**Text shown:**
+--

The loss of more than 90 per cent of Southern California’s agricultural buffer zone is the principal if seldom mentioned reason wildfires increasingly incinerate such spectacular swathes of luxury real estate. It’s true that other ingredients – La Niña droughts, fire suppression (which sponsors the accumulation of fuel), bark beetle infestations and probably global warming – contribute to the annual infernos that have become as predictable as Guy Fawkes bonfires. But what makes us most vulnerable is the abruptness of what is called the ‘wildland-urban interface’, where real estate collides with fire ecology. And castles without their glacises are not very defensible.

Comments

  1. dick dill says:

    The Editors perhaps write from afar. While Sonoma and nearby wine grape raising areas certainly have “luxury real estate” and perhaps castles (both are houses to some folks), the briefest glance at the large and very concentrated neighborhoods burned in Santa Rosa hardly suggests swank. The before pictures show homes of working folks trying to have a place to raise a family, live quietly with neighbors doing the same, as well as single folks and older folks (these latter were among the dead as 2 seconds of warning did not allow for their limited mobility, or when they jumped in desperation into the pool the fire took all oxygen).

+--

**Collected data:**
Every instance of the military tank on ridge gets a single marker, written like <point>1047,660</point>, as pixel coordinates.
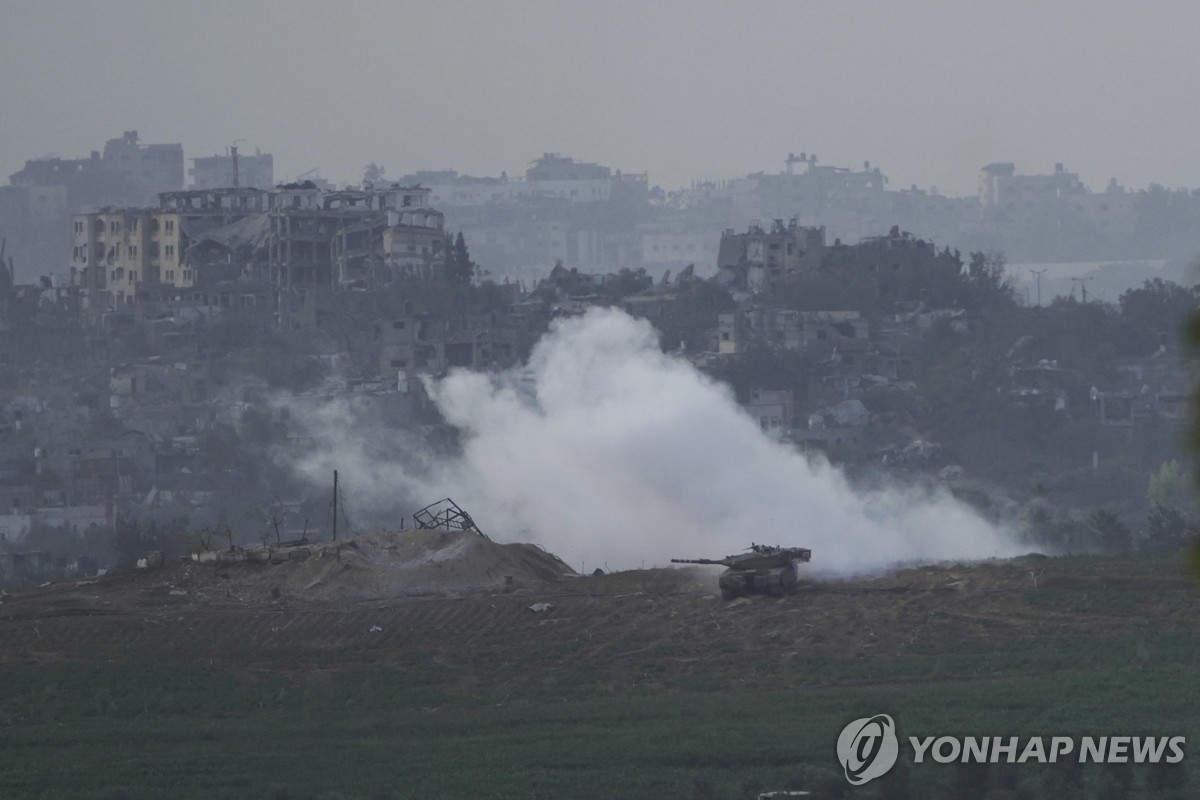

+--

**Work to complete:**
(A) Rewrite the paragraph of the wildfire text that begins "The loss of more than 90 per cent" as a short bulleted list that keeps its main facts.
(B) In the wildfire text, what name is given to the zone where real estate collides with fire ecology?
(C) Extend the text on Southern California wildfires beyond its final sentence.

**Solved problems:**
(A)
- More than 90 percent of Southern California's agricultural buffer zone has been lost. This is the main, though rarely mentioned, reason wildfires increasingly burn large areas of luxury real estate.
- Other factors also contribute to the yearly fires: La Niña droughts, fire suppression (which lets fuel build up), bark beetle infestations, and probably global warming.
- The greatest vulnerability comes from the abruptness of the "wildland-urban interface," where real estate meets fire ecology.
- Like castles without their glacises, homes without a buffer are hard to defend.

(B) The "wildland-urban interface."

(C)
    Hurricanes, tornadoes, great North Sea and North Atlantic storms, and fires of the California fires’ magnitudes create their own weather. Yes, there is fire ecology, the idea of buffer zones, and natural accumulation in forests of forest floor fuel, yet when folks went to the south shore beaches of Long Island, New York, in 1938 to watch the arriving hurricane they thought they were looking at a wall of fog coming their way. What they were actually seeing was a 40 foot high wall of water coming at them with a forward speed of 60 miles per hour + the force of an enormous hurricane.

    A little sympathy at someone else’s disaster would be nice. When “stuff” gets that big and strong, all normal parameters go away and folks caught in very strong self-feeding storms, of fire, of sea, of wind, are in a zone that is always new to those being attacked.